Task requirements – A complete answer includes every line below with the word "target".

START Dataset excerpts

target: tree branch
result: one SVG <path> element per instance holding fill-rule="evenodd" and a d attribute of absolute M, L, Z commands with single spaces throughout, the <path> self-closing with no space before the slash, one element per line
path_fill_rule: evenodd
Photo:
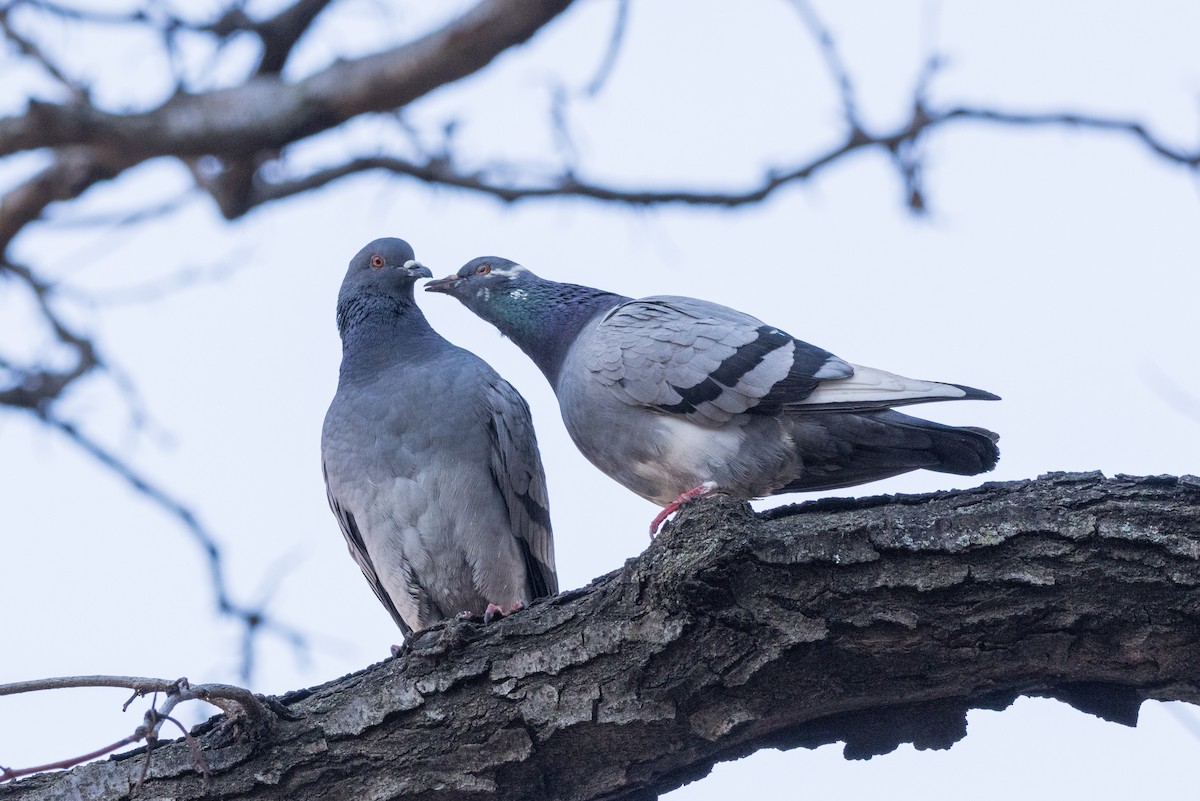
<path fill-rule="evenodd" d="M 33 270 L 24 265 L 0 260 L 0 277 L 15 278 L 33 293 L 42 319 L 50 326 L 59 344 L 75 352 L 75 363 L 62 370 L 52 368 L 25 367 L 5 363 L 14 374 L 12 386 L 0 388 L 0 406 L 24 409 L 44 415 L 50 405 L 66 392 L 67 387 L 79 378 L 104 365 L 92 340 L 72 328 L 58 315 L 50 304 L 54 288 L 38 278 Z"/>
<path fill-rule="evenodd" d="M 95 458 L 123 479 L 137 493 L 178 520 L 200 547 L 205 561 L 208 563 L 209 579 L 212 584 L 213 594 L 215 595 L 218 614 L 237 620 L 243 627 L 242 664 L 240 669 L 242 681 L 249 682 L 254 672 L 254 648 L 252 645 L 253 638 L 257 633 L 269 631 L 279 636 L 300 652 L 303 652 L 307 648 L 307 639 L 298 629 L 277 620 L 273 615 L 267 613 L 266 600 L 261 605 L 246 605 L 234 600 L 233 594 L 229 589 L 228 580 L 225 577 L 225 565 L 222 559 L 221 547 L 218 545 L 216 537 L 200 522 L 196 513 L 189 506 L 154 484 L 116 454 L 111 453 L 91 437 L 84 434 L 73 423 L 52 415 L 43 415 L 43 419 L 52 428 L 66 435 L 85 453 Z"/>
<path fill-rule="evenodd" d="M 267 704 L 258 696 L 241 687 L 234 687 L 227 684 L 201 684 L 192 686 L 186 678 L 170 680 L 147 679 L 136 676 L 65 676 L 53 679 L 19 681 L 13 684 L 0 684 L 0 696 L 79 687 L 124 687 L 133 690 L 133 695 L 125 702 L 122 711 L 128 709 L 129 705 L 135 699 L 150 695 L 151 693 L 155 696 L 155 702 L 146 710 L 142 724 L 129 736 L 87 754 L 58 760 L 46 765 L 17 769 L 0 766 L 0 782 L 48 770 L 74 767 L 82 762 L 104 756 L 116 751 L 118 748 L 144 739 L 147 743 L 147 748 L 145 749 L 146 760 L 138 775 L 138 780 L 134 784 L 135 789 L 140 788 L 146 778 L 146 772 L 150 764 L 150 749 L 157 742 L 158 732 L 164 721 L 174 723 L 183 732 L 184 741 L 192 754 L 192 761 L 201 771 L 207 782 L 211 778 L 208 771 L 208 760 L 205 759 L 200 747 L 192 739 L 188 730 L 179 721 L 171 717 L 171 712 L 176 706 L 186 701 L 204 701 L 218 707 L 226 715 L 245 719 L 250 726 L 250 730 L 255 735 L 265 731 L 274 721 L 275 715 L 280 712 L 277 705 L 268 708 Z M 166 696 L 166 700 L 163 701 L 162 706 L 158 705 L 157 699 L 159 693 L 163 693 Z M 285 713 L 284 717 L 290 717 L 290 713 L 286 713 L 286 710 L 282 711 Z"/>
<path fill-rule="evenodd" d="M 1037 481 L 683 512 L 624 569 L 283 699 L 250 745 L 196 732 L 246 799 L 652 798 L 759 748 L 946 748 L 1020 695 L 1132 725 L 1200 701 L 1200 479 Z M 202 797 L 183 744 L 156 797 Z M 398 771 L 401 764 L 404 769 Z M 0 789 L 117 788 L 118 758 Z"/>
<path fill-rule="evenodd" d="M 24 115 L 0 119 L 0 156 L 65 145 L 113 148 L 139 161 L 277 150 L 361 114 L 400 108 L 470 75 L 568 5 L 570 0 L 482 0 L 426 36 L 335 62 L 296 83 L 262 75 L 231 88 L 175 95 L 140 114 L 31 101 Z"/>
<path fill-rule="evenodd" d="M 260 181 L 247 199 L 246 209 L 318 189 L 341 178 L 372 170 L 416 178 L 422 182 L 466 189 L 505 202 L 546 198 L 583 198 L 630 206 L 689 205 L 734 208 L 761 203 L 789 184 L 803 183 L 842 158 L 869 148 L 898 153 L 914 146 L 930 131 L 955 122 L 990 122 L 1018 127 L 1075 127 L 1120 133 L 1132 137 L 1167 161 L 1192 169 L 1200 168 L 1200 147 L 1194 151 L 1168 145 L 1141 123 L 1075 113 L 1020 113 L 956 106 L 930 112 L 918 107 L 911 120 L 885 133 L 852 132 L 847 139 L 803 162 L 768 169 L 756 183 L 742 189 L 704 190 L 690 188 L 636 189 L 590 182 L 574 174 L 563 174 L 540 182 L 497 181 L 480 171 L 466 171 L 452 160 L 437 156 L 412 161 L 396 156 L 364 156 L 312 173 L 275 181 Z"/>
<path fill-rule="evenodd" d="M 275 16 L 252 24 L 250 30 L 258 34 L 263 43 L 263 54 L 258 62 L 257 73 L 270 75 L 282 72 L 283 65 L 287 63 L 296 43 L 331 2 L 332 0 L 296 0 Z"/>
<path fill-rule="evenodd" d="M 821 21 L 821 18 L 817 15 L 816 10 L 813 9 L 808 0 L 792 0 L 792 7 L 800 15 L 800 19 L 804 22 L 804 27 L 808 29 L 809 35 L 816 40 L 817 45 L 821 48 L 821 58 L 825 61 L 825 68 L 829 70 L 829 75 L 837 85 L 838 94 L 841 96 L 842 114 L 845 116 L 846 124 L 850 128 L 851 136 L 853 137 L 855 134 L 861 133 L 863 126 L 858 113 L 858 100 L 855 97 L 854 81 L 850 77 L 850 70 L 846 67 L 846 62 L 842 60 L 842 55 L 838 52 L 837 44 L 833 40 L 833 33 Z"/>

END Dataset excerpts
START Dataset excerpts

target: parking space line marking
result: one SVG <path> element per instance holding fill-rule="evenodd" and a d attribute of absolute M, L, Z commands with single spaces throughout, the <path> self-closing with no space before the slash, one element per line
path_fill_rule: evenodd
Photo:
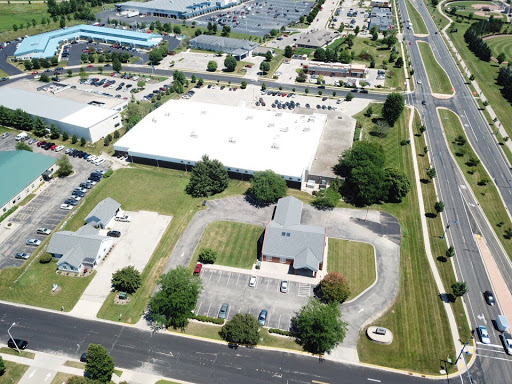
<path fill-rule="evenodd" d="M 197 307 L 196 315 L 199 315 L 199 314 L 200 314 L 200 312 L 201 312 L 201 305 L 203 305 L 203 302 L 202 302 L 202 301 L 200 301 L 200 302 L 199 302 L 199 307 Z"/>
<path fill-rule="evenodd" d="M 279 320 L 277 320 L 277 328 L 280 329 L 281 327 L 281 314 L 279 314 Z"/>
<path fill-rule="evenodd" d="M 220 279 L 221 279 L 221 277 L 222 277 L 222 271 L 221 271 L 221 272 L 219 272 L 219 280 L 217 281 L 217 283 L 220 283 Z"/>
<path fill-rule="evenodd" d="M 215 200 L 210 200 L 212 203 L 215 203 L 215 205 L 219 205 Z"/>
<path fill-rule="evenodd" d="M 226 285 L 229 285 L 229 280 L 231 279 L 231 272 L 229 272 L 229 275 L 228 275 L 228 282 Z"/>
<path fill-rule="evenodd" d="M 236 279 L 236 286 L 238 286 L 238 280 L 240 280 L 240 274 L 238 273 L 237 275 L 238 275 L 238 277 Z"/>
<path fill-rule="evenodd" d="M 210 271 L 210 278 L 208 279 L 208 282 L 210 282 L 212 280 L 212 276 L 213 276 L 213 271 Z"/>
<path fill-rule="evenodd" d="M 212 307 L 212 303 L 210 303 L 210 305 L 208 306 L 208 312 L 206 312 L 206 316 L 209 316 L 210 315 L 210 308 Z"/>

END Dataset excerpts

Exercise response –
target: tree branch
target: parking space line marking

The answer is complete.